Japan would be able to produce enough plutonium to make about 2,000 atomic bombs a year if a nuclear fuel reprocessing plant in the country's northeast goes into operation, a U.S. nuclear nonproliferation expert has warned.
Henry Sokolski, executive director at the Nonproliferation Policy Education Center, made the remark during a House Foreign Affairs Committee hearing Thursday, warning the opening of the Japanese reprocessing plant could prompt South Korea and China to take action in response.
Sokolski said it is "insulting to Seoul" and "reckless" for the U.S. government to allow Japan to reprocess nuclear fuel while banning South Korea from doing so through a bilateral nuclear cooperation agreement. Sokolski urged Congress to demand that the U.S. government renegotiate its nuclear cooperation pact with Tokyo.
The Rokkasho Nuclear Fuel Reprocessing Facility in the northeast prefecture of Aomori had originally been planned to begin operation in October last year, but its opening was delayed due to new safety regulations. Its operator said the plant would be ready for operation in October this year.
"If Japan ever decided to open its large reprocessing plant at Rokkasho, it would be producing roughly 2,000 bombs' worth of nuclear weapons-usable plutonium a year," Sokolski said. "This would almost certainly prompt South Korea to initiate nuclear enrichment or reprocessing of their own as a hedge or weapons option."
Sokolski said China could also take action in response, and whatever action it takes would "likely challenge not only Japan's and South Korea's security, but our own treaty commitment to defend our Asian allies."

> **What you should do**: Repeat the passage of the Japan plutonium article between "Japan would be" and "expert has warned.", inclusive, word for word.

> **Records supplied**:
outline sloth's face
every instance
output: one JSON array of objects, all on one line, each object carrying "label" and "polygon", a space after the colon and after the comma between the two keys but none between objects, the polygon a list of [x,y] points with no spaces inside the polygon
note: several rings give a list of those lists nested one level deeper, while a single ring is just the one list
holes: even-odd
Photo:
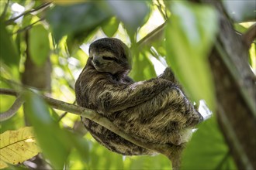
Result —
[{"label": "sloth's face", "polygon": [[119,59],[119,57],[110,52],[97,53],[92,50],[90,57],[93,66],[99,72],[107,72],[114,75],[127,70],[127,62]]}]

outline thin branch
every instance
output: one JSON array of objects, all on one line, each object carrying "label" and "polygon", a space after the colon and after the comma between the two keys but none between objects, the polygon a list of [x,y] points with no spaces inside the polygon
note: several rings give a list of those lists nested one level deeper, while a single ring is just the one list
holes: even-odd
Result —
[{"label": "thin branch", "polygon": [[[12,96],[17,96],[20,93],[15,91],[14,90],[10,89],[2,89],[0,88],[0,94],[8,94],[8,95],[12,95]],[[106,128],[110,130],[111,131],[114,132],[115,134],[119,135],[123,138],[138,145],[142,148],[147,148],[148,150],[154,151],[156,152],[161,153],[164,155],[166,155],[168,158],[170,158],[170,155],[172,153],[170,153],[171,147],[173,147],[171,145],[168,144],[150,144],[150,143],[144,143],[140,141],[137,141],[132,138],[131,136],[129,136],[123,131],[122,131],[117,126],[113,124],[109,119],[102,117],[101,114],[97,114],[92,110],[87,109],[82,107],[79,107],[74,104],[68,104],[64,101],[61,101],[56,99],[50,98],[49,97],[46,97],[43,95],[41,95],[41,97],[44,99],[44,100],[50,105],[52,107],[67,111],[69,113],[72,113],[84,117],[86,117],[88,119],[90,119],[97,124],[105,127]]]},{"label": "thin branch", "polygon": [[242,35],[242,39],[245,42],[247,49],[249,49],[251,44],[256,38],[256,24],[252,25],[248,30]]},{"label": "thin branch", "polygon": [[0,122],[6,121],[13,117],[24,103],[23,98],[19,95],[13,103],[12,106],[5,112],[0,114]]},{"label": "thin branch", "polygon": [[36,7],[36,8],[34,9],[31,9],[29,11],[26,11],[26,12],[24,12],[23,13],[20,14],[19,15],[16,16],[16,17],[14,17],[12,19],[10,19],[9,20],[7,20],[5,22],[5,24],[8,26],[8,25],[10,25],[12,22],[14,22],[15,20],[18,19],[19,18],[23,16],[23,15],[26,15],[27,14],[29,14],[29,13],[32,13],[32,12],[36,12],[36,11],[39,11],[43,8],[46,8],[47,6],[49,6],[50,4],[52,3],[52,2],[47,2],[47,3],[44,3],[38,7]]},{"label": "thin branch", "polygon": [[7,8],[8,8],[8,5],[9,5],[9,2],[10,2],[10,0],[8,0],[7,1],[7,3],[5,4],[5,9],[4,9],[3,12],[1,15],[1,19],[4,19],[5,17],[6,12],[7,12]]},{"label": "thin branch", "polygon": [[29,30],[29,29],[32,28],[32,26],[33,26],[33,25],[35,25],[35,24],[36,24],[37,22],[41,22],[41,21],[43,21],[43,20],[44,20],[44,19],[45,19],[44,18],[40,19],[36,21],[35,22],[33,22],[32,24],[30,24],[30,25],[29,25],[29,26],[27,26],[22,28],[22,29],[18,29],[16,32],[13,32],[12,34],[19,34],[19,33],[20,33],[20,32],[23,32],[23,31]]}]

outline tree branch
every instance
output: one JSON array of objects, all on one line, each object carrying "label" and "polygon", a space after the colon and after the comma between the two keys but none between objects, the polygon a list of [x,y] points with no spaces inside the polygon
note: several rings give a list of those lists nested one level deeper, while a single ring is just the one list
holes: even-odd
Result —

> **Written reply**:
Japan would be able to produce enough plutonium to make about 2,000 atomic bombs a year if a nuclear fuel reprocessing plant in the country's northeast goes into operation, a U.S. nuclear nonproliferation expert has warned.